_Deine Aufgabe:_ Gib alle Zeilen der Einträge unten zurück, in denen das Wort „background“ vorkommt.

_Auszug der Daten:_

▼

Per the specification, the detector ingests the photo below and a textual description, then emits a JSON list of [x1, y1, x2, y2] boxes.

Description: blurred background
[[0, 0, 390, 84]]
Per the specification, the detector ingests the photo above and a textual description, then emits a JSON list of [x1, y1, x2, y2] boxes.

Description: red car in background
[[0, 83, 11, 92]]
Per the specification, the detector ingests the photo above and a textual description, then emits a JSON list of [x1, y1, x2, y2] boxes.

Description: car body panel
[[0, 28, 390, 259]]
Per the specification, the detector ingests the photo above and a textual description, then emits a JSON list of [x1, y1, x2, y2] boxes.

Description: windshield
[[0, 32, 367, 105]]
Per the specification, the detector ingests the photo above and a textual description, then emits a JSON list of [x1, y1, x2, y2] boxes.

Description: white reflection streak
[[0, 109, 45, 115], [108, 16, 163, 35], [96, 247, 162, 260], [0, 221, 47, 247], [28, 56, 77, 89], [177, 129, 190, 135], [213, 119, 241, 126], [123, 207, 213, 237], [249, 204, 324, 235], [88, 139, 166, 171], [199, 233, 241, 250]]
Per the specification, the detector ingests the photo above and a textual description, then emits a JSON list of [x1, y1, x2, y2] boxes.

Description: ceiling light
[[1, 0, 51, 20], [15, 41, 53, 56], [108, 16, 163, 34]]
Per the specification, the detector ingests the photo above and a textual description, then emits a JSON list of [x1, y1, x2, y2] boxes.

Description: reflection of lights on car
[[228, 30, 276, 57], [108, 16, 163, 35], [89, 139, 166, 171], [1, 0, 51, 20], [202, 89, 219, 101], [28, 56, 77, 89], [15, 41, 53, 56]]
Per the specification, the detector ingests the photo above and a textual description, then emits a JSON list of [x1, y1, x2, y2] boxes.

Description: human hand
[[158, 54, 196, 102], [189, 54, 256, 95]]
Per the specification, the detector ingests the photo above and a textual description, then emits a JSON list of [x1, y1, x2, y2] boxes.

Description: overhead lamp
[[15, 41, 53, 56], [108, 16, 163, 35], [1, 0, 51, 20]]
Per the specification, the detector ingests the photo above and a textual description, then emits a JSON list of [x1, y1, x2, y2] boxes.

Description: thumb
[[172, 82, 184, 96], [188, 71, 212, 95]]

▲

_Fertige Antwort:_
Description: blurred background
Description: red car in background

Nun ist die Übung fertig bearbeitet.